* [PAGE EXCERPT]
==================================================

With more than 1 million monthly visitors to its property portals, Justproperty.com also has more than 96,000 properties currently listed for rent or sale.

The company also has the advantage of being run by a pair of tech-savvy founders, Siddharth (Sid) Singh and Alex Nicholas who, before starting the firm, worked together at the multinational consultancy Accenture.

As a result, Mr Nicholas argues that, in technological terms, their site has a competitive advantage.

“Accenture exposed us to what IT technology can do to improve a business and I think we’ve used that as the foundations of what we’ve built.

“Six months ago, Google approached us to integrate Street View. And I think they came to us because they saw we are a product-orientated company where we focus on technology,” he argued.

“I love the Street View feature. You can drag it and look around an area before you do a viewing,” says Mr Nicholas.

Another unique selling point the pair have is Propspace – a CRM system for estate agents that the founders say allows agents to manage their listings more conveniently by creating templates that can be used to list on all of the major UAE portals and on international sites such as Zoopla and Rightmove.

JRD Group says that of the agencies that use a CRM system in the UAE, 95 per cent use its product. It has about 500 corporate subscribers with a combined user base of 6,000 employees.

==================================================

* [PROBLEMS]
a) From the Justproperty.com excerpt, return the passage starting with "The company also" and going on through "multinational consultancy Accenture.".
b) Using the Justproperty.com excerpt, mark each statement yes or no and quote the words that decide it: (i) The two founders worked together at Accenture before starting the firm. (ii) Justproperty.com approached Google to integrate Street View. (iii) JRD Group has about 6,000 corporate subscribers.

==================================================

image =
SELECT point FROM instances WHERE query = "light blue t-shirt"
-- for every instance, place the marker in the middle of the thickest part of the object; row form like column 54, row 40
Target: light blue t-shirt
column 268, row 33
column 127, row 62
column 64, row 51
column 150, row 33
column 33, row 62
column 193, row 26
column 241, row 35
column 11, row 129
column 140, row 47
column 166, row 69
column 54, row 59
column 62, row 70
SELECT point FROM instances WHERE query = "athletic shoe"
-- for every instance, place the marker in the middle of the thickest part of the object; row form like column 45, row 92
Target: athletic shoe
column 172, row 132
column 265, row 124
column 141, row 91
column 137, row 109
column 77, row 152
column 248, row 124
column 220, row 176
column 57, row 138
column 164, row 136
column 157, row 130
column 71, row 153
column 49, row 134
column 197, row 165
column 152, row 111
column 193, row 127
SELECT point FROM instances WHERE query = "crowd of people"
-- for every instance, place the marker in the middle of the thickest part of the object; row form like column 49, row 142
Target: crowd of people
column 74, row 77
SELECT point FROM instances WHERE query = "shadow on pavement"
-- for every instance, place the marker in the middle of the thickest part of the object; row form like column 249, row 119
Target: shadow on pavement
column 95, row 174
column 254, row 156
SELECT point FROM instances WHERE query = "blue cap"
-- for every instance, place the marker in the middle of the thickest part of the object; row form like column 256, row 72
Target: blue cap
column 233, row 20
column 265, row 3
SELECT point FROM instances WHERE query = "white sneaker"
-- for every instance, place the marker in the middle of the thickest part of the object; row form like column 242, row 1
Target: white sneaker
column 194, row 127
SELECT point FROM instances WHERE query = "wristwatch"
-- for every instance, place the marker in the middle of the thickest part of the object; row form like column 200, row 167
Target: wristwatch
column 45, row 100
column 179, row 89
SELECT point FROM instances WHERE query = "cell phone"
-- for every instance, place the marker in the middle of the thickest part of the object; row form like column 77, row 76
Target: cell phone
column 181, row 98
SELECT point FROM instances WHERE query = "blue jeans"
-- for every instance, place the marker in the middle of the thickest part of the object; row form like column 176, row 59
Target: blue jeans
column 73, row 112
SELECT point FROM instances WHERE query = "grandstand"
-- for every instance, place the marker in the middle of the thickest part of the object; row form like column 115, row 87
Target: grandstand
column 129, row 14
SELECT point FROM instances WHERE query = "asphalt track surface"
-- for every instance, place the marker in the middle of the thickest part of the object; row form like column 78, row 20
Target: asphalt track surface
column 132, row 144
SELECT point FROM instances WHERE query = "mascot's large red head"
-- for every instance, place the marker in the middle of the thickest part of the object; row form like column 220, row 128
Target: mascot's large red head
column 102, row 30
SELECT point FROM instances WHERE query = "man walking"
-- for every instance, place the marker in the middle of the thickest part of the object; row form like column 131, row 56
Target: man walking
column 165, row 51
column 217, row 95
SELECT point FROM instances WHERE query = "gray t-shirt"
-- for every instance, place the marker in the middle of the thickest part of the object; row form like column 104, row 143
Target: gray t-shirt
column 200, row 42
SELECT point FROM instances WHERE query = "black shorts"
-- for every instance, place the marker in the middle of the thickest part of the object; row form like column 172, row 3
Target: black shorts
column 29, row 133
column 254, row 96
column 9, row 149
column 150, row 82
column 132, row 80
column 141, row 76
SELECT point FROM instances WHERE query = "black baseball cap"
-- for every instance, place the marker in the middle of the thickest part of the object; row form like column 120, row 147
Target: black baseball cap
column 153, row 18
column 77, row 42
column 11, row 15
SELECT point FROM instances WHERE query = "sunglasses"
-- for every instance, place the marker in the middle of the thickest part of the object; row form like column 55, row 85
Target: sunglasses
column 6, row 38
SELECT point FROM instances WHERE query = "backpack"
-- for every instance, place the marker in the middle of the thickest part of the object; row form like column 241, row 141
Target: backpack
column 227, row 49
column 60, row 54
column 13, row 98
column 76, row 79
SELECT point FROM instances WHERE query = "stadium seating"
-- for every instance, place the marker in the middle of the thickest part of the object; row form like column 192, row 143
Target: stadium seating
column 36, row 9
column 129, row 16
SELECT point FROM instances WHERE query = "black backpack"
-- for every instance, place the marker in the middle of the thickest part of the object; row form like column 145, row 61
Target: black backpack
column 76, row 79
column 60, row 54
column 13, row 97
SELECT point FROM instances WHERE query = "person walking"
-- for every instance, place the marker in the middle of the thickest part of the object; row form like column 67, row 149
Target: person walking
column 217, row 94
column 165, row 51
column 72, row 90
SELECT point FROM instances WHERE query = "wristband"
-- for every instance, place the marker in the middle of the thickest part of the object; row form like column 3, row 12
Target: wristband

==================================================

* [LIST OF SOLUTIONS]
a)
The company also has the advantage of being run by a pair of tech-savvy founders, Siddharth (Sid) Singh and Alex Nicholas who, before starting the firm, worked together at the multinational consultancy Accenture.

b)
(i) Yes: "before starting the firm, worked together at the multinational consultancy Accenture"
(ii) No: "Google approached us to integrate Street View"
(iii) No: "It has about 500 corporate subscribers with a combined user base of 6,000 employees."